--- Record set ---

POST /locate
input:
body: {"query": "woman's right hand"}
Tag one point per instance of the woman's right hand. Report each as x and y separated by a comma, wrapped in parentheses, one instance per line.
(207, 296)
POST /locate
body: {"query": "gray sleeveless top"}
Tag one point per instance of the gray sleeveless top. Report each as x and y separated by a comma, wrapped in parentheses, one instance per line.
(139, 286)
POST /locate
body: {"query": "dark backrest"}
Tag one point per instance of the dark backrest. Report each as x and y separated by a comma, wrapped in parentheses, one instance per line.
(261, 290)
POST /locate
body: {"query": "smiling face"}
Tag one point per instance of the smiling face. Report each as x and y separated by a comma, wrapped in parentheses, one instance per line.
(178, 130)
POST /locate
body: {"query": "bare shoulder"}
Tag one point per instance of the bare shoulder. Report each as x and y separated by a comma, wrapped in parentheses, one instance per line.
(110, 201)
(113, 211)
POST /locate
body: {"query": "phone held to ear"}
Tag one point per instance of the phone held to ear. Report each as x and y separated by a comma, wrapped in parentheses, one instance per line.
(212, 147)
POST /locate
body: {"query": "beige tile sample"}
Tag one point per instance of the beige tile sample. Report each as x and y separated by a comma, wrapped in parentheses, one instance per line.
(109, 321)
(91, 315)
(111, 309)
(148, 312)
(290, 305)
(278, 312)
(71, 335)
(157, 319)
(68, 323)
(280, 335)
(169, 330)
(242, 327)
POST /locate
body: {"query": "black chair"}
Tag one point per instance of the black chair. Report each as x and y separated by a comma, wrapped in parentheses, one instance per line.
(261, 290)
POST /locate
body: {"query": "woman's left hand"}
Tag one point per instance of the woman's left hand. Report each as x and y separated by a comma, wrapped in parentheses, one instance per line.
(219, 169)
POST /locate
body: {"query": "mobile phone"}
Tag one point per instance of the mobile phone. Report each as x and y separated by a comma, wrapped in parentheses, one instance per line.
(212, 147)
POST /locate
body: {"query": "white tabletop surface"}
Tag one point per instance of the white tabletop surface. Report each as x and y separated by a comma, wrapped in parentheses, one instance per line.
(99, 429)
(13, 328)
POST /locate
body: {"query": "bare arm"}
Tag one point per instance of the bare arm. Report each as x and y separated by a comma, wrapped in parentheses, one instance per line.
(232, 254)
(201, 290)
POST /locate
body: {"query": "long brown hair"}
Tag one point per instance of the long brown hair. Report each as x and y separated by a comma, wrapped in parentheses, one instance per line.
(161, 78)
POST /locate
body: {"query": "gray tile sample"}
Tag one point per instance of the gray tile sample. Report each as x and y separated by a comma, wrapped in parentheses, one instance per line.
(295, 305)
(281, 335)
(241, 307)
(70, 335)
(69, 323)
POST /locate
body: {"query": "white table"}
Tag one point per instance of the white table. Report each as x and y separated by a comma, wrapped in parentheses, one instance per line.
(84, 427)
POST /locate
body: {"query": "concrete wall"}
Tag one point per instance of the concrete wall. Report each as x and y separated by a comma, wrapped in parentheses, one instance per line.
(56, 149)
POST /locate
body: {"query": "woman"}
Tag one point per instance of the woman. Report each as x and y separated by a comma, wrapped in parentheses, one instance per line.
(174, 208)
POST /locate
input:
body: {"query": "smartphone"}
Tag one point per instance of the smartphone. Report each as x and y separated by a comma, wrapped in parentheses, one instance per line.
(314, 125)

---

* What this task involves: Repeat the data precisely, reproducing every entry.

* Answer section:
POST /locate
input:
body: {"query": "woman's right hand"}
Tag one point per instance of the woman's right hand. Report each as x and y separated by a comma, wrapped in parentheses, one instance per line.
(207, 296)
POST /locate
body: {"query": "gray sleeveless top"}
Tag one point per instance of the gray sleeveless top. Report each as x and y separated by a comma, wrapped in parentheses, one instance per line.
(139, 286)
POST /locate
body: {"query": "dark backrest"}
Tag one point per instance of the dark backrest. Report each as x and y separated by a comma, wrapped in parentheses, one instance per line.
(261, 290)
POST /locate
body: {"query": "smiling face"}
Tag one point per instance of the smiling face. Report each as x and y separated by a comma, wrapped in parentheses, one instance per line.
(178, 130)
POST /locate
body: {"query": "bare shoulder"}
Tag one point per instance of the bare shoulder. Report each as x and y separated by a comma, wrapped in parentheses, one instance per line.
(110, 201)
(113, 211)
POST /locate
body: {"query": "phone held to ear"}
Tag one point per instance of the phone held to ear. Report each as x and y separated by a comma, wrapped in parentheses, one instance per line.
(212, 147)
POST /locate
body: {"query": "beige tile sample"}
Tag one point per instance of the beige tile sample. Report each as x and y separated by a comma, wrapped in parentheses, one instance per line.
(109, 321)
(91, 315)
(111, 309)
(148, 312)
(290, 305)
(278, 312)
(71, 335)
(157, 319)
(68, 323)
(280, 335)
(169, 330)
(242, 327)
POST /locate
body: {"query": "black chair"}
Tag one point per instance of the black chair. Report each as x and y separated by a comma, wrapped in parentheses, one instance per line.
(261, 290)
POST /locate
body: {"query": "woman's left hand"}
Tag one point per instance of the woman's left hand. Report each as x and y separated by a comma, wrapped in parentheses, one instance per line.
(219, 169)
POST /locate
body: {"query": "mobile phone"}
Tag one point per instance of the mobile phone. Report each as x and y separated by a comma, wrapped in parentheses, one instance per line.
(212, 147)
POST /locate
body: {"query": "white tabletop surface"}
Tag one point per instance of the white tabletop surface. Report each as x and y separated by a comma, wrapped in parentheses, one instance per line.
(99, 429)
(13, 328)
POST /locate
body: {"query": "bare arm"}
Tag one point per instance of the bare arm. Report each as x and y separated by a comma, wrapped in parentheses, one instance per line.
(232, 254)
(201, 290)
POST /locate
body: {"query": "long brown hair"}
Tag one point per instance of the long brown hair. Report each as x and y separated by a comma, wrapped in parentheses, one instance per line.
(161, 78)
POST /locate
body: {"query": "gray tile sample"}
Tag one point per instance of the gray tile sample. Report each as x and y separated by a comma, wrapped in parentheses, one instance per line.
(295, 305)
(281, 335)
(241, 307)
(70, 335)
(69, 323)
POST /locate
body: {"query": "white table"}
Tag one point per instance of the white table. Report each as x and y separated by a comma, wrapped in parentheses, one instance per line.
(84, 427)
POST /locate
body: {"query": "concrete wall"}
Tag one point per instance of the concrete wall. Report each as x and y separated by a comma, wrapped in parentheses, one instance per line.
(56, 149)
POST /locate
body: {"query": "woman"}
Tag one point per instance of the woman. Report each as x and y separated by a comma, wrapped in parentheses, one instance per line.
(174, 208)
POST /locate
input:
body: {"query": "smartphone"}
Tag one point per instance of the smartphone. Report each as x and y separated by a comma, wrapped in parentheses, one instance per line.
(314, 125)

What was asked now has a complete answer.